__DATA ROWS__:
-.-.-

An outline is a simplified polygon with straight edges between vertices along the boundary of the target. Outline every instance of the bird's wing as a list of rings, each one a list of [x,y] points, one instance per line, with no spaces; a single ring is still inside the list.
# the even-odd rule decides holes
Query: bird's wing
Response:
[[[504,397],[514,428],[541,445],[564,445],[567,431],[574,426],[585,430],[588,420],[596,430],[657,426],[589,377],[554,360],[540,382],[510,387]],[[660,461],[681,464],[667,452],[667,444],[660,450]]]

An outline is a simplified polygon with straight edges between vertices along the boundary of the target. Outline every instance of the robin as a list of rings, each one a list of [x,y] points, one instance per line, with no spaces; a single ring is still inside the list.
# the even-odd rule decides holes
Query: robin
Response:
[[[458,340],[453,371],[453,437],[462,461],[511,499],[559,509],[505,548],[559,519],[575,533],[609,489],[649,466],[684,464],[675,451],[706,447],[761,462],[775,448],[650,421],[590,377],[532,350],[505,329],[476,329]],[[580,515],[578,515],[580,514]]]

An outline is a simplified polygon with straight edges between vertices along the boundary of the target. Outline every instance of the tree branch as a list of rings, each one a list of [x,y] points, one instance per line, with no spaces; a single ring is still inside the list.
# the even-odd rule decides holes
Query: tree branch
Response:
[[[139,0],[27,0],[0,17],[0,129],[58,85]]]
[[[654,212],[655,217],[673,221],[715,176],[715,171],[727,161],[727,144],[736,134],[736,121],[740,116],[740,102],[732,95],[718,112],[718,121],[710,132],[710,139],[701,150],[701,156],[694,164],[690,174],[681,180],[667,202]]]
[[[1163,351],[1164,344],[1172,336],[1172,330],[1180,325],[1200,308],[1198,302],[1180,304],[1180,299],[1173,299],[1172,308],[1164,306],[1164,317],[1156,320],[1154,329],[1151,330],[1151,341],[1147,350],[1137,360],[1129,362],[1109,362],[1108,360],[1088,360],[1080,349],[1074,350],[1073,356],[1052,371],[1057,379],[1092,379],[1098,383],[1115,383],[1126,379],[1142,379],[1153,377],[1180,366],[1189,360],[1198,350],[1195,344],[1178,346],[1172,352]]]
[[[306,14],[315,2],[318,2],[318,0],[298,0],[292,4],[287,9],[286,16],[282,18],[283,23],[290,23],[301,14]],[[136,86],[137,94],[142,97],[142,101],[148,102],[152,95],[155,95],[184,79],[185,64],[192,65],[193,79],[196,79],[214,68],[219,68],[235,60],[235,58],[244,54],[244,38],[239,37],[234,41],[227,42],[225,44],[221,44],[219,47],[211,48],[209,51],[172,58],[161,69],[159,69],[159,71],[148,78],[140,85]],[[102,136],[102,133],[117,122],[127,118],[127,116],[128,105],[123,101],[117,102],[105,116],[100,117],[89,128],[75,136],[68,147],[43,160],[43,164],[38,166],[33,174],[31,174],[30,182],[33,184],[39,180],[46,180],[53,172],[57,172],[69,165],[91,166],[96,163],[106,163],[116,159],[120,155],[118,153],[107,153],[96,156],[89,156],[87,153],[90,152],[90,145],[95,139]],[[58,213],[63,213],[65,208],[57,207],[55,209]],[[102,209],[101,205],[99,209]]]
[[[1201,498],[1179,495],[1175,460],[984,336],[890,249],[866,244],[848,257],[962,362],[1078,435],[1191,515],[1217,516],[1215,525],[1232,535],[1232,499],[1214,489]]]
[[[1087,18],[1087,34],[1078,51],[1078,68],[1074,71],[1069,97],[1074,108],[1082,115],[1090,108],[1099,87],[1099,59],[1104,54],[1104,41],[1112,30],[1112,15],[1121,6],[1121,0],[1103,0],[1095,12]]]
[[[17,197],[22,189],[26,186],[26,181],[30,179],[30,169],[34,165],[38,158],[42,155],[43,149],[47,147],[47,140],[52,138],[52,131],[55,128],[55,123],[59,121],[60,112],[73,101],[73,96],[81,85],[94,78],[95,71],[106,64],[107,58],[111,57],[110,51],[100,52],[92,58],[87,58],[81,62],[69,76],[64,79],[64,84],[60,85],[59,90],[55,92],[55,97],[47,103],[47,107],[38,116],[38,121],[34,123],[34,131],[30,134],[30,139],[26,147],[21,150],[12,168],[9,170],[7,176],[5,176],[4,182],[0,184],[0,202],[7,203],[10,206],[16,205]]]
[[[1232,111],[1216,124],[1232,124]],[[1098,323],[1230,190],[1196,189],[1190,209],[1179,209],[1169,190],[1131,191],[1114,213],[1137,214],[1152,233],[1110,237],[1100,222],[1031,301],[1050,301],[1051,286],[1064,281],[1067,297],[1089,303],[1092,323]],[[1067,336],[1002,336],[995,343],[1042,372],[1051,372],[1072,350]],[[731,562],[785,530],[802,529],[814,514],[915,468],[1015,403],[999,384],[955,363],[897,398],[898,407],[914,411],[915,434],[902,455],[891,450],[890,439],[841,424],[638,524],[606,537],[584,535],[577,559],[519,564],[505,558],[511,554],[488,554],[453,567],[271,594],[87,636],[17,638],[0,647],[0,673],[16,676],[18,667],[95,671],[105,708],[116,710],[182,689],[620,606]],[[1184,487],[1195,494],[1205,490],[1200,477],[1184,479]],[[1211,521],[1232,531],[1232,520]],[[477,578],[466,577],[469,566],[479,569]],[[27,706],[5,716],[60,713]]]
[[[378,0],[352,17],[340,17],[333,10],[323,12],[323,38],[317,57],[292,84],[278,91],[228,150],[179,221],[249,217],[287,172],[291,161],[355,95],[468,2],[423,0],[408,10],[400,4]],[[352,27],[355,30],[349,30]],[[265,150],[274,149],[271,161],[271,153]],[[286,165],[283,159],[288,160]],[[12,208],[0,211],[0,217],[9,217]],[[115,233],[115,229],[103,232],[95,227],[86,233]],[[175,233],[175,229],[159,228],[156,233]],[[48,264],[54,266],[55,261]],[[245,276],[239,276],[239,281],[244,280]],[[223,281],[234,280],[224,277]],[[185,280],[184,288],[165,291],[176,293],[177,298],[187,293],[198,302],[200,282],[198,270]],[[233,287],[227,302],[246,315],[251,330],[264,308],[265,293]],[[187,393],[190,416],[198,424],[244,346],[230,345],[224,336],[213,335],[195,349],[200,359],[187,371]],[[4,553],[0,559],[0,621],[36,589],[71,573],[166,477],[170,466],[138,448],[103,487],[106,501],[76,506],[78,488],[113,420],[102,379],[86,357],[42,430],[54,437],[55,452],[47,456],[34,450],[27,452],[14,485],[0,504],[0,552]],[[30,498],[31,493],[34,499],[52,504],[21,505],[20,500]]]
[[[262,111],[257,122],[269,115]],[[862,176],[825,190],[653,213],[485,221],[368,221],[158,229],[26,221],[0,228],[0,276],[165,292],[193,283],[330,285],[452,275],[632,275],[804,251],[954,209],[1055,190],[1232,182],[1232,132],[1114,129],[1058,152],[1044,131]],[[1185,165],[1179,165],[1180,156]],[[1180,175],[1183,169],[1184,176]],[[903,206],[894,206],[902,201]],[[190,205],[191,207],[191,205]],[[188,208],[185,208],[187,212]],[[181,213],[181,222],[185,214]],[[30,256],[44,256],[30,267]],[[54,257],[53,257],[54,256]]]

-.-.-

Pull out every line that contains the string "branch", and count a match only when the case is the same.

__EXERCISE RESPONSE__:
An outline is a simplified polygon with straight edges between vertices along the boundary of the target. Outline every instance of the tree branch as a list of rings, each one a list of [x,y] points, one instance per line, with no spaces; a single ring is still inside the list.
Query: tree branch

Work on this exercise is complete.